▶ [PASSAGE TO READ]

=====

The News of Communications High School

the Inkblot

Female athletes still feel subtle sting of discrimination at all levels

Photo+obtained+through+Creative+Commons.+
Photo obtained through Creative Commons.

Photo obtained through Creative Commons.

Photo obtained through Creative Commons.

Meredith Prud’homme and Emmanuella Macri

It took women over 2,000 years to be allowed into the Olympic games according to Infoplease.com. Since then, female athletes are slowly becoming more accepted, but not everything is equal between the two sexes, even now.

One of the biggest differences between women and men is the lack of recognition women’s sports receive as compared to men’s, sophomore Grace Treshock of Monmouth Beach said.

“Boys’ soccer and football are a lot more hyped up,” Treshock said.

Freshman Matt Emery of Ocean acknowledges the popularity of men’s professional sports over women’s.

“People watch the NBA a lot more than the WNBA,” Emery said.

Another aspect of sexism is the different standards that males and females have in regards to their appearances while playing sports. According to Inquiries Journal, female athletes’, “…beauty and sex appeal usually overshadow highlights of their on-field endeavors”.

Sophomore Phoebe Drummond of Little Silver, a cross-country runner, has experienced discrimination based on her appearance.

=====

▶ [EXTRACTED INFORMATION]
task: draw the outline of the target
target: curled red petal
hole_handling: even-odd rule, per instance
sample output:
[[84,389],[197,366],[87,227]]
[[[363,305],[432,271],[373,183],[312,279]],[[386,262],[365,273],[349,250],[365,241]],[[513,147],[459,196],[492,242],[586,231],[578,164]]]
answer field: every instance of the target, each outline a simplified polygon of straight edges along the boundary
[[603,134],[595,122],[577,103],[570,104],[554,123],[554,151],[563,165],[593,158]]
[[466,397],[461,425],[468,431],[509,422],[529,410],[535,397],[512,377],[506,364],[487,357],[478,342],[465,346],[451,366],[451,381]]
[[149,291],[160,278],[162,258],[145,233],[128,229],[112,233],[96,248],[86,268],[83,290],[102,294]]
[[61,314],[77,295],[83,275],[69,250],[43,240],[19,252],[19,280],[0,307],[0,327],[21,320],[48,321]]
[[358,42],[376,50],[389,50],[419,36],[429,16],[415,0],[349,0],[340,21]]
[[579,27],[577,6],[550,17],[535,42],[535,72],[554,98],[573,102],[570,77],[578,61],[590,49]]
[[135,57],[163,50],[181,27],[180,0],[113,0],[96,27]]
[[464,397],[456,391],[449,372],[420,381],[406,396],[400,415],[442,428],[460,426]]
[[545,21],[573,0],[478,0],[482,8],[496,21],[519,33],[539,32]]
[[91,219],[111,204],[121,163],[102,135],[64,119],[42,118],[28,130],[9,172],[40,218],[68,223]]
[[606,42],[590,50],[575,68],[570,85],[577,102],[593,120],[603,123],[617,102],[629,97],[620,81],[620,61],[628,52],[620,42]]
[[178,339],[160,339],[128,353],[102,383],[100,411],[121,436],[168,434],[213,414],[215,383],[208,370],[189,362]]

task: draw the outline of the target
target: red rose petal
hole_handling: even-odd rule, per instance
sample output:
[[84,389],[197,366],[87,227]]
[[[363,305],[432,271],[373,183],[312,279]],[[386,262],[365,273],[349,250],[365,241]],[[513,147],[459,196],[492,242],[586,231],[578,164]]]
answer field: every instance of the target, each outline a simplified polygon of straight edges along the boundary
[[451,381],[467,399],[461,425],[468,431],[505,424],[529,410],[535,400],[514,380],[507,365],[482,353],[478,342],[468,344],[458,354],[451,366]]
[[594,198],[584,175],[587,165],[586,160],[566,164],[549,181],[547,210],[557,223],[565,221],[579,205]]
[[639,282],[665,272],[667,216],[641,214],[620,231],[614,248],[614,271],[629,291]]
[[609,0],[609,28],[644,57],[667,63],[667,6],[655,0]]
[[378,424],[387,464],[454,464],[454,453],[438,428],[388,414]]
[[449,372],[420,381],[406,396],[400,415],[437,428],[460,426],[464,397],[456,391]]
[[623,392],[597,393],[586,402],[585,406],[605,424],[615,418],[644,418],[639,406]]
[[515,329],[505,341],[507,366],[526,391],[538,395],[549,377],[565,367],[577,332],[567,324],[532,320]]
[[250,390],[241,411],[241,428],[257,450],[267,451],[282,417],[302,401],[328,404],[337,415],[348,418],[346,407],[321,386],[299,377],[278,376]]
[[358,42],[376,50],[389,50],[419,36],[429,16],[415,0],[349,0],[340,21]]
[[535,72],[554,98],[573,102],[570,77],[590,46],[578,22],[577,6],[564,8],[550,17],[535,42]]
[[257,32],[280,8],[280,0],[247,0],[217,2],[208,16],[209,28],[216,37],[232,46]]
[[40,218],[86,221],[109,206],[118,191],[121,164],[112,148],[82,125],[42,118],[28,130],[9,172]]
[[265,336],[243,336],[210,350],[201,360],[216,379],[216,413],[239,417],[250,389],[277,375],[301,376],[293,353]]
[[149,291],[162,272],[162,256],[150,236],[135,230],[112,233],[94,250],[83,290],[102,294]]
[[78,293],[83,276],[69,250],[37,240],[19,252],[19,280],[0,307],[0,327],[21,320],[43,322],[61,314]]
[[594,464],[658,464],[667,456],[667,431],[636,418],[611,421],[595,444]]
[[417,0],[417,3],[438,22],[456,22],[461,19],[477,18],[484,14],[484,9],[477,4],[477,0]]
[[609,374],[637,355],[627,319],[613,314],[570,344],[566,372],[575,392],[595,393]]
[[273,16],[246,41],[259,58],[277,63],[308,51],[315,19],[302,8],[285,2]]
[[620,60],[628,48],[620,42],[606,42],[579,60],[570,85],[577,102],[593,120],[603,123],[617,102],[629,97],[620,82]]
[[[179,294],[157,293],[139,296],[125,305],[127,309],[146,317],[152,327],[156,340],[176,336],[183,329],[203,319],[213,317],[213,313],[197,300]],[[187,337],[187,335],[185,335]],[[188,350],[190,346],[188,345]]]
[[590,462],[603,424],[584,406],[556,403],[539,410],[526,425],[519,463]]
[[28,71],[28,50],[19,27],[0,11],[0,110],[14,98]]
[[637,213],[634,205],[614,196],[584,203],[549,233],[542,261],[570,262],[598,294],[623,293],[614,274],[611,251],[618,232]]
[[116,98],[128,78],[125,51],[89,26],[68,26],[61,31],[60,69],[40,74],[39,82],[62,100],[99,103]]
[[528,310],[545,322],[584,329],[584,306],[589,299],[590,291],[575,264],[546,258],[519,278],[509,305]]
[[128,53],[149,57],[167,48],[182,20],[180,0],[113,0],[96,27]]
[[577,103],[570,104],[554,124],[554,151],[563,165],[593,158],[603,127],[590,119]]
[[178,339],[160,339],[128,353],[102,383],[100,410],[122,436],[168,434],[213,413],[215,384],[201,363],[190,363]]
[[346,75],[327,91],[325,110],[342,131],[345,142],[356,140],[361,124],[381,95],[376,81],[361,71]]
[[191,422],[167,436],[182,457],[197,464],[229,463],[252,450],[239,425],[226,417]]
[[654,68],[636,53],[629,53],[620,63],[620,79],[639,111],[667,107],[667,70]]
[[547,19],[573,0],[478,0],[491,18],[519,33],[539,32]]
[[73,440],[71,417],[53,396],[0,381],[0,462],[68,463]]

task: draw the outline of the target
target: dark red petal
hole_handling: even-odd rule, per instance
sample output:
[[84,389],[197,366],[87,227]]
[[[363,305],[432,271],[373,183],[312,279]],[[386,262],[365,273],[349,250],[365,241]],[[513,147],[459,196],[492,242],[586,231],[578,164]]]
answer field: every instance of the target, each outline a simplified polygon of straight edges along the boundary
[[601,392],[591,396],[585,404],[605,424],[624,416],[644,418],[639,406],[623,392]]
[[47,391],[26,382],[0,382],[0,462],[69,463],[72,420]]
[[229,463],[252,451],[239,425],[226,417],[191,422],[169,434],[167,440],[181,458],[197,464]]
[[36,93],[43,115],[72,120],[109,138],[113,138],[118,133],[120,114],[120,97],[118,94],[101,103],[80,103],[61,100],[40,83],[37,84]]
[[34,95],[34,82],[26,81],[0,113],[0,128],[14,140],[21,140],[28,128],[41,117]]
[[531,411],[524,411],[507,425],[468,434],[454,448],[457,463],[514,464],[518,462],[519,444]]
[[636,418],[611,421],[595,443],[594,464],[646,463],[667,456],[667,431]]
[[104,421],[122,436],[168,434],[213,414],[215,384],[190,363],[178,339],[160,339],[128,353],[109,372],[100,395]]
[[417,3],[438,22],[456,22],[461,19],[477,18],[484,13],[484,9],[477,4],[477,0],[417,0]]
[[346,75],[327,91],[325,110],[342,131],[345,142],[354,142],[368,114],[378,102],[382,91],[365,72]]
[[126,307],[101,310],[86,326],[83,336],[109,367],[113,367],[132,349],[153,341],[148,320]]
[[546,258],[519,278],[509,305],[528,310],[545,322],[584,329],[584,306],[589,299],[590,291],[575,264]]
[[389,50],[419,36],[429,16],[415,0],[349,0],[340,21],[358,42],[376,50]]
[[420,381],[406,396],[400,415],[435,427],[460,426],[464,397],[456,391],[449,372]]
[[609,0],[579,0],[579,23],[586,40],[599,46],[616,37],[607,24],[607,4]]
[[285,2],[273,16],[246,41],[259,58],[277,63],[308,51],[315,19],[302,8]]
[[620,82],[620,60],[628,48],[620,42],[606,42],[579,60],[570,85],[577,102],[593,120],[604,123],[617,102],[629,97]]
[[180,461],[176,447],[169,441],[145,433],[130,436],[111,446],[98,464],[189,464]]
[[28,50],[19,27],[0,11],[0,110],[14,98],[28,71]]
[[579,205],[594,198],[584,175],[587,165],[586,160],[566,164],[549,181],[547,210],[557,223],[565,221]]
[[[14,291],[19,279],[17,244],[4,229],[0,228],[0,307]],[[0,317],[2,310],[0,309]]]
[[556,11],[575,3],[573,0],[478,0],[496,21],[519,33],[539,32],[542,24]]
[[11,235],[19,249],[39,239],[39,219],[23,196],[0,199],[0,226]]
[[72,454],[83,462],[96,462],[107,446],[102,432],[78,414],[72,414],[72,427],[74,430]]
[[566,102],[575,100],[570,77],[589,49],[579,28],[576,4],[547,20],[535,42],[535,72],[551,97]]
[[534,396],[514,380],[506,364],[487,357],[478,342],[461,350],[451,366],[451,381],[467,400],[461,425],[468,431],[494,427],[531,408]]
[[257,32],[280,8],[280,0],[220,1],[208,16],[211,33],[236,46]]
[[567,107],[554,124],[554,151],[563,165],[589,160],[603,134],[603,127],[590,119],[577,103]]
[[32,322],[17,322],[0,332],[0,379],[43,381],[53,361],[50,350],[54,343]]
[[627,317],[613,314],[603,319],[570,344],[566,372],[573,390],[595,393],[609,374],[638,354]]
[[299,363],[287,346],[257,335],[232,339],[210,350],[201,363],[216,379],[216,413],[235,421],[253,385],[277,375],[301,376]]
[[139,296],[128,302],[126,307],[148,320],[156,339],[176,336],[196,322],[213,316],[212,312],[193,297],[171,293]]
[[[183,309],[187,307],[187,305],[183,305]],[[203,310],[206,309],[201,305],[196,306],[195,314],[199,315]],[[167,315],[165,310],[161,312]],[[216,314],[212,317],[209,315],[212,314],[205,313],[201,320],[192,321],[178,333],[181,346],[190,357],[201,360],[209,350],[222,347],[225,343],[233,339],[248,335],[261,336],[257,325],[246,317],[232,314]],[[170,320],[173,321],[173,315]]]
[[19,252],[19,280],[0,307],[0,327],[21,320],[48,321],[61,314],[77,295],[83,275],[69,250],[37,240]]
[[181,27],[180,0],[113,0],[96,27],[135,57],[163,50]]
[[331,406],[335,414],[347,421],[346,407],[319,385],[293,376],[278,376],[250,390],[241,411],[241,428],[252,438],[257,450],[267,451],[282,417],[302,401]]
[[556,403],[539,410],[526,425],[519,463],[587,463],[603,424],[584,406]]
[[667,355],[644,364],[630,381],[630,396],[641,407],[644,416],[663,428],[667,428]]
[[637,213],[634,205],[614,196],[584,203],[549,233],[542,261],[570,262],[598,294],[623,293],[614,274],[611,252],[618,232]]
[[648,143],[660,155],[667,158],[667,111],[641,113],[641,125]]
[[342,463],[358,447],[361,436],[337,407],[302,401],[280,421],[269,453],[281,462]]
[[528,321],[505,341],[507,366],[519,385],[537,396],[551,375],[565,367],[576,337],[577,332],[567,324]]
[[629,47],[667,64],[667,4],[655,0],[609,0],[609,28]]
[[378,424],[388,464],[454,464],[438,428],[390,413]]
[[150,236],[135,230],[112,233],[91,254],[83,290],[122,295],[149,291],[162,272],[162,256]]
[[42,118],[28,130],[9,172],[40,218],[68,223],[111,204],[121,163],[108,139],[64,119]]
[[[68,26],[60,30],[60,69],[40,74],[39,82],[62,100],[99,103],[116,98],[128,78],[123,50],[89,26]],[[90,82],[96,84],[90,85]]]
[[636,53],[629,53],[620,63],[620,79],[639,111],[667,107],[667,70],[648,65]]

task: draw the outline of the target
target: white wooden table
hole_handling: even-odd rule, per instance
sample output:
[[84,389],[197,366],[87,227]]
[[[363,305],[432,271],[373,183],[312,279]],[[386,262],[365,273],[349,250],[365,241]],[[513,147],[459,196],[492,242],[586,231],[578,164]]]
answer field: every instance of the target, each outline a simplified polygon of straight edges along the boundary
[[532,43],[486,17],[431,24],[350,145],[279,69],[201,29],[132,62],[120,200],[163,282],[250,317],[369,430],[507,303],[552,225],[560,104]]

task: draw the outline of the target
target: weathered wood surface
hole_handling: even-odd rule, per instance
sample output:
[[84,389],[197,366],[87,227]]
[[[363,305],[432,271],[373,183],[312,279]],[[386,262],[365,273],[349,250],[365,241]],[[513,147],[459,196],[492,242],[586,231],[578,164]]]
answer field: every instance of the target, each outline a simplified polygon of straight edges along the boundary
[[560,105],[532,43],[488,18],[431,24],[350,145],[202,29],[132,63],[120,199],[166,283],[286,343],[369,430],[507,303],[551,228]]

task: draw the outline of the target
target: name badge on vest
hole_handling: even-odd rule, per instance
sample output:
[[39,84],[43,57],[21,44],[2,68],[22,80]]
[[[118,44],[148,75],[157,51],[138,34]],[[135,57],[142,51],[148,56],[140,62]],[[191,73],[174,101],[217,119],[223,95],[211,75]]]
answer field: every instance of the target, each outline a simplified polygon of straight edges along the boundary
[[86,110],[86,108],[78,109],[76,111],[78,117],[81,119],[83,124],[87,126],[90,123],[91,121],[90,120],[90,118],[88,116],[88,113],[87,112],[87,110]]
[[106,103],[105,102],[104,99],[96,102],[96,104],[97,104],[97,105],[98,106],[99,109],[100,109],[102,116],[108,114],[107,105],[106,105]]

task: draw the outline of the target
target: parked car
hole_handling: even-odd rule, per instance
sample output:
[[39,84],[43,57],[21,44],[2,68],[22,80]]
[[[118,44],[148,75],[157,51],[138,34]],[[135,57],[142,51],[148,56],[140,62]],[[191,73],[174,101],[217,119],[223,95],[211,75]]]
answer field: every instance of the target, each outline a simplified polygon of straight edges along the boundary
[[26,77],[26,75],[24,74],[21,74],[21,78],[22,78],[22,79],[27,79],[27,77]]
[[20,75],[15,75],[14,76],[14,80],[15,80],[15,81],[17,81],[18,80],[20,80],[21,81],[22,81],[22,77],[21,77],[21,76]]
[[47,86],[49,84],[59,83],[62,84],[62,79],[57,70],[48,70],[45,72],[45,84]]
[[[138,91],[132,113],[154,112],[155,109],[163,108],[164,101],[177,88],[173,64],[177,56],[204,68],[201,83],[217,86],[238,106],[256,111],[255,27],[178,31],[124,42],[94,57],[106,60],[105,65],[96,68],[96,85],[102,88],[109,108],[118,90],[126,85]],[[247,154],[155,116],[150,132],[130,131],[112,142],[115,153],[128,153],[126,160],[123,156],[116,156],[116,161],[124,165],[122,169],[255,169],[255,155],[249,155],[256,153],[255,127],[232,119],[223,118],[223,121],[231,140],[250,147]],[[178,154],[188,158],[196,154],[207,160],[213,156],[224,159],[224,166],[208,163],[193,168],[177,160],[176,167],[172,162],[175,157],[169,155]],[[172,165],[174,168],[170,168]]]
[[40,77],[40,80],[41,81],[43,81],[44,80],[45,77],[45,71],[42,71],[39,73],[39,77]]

=====

▶ [PROBLEMS TO WORK ON]
a: According to the article about female athletes, how long did it take women to be allowed into the Olympic games?
b: Reproduce the article about female athletes between "Female athletes still" and "sexes, even now.", inclusive.
Rely only on the article about female athletes.

▶ [FINAL ANSWERS]
a: Over 2,000 years.

b:
Female athletes still feel subtle sting of discrimination at all levels

Photo+obtained+through+Creative+Commons.+
Photo obtained through Creative Commons.

Photo obtained through Creative Commons.

Photo obtained through Creative Commons.

Meredith Prud’homme and Emmanuella Macri

It took women over 2,000 years to be allowed into the Olympic games according to Infoplease.com. Since then, female athletes are slowly becoming more accepted, but not everything is equal between the two sexes, even now.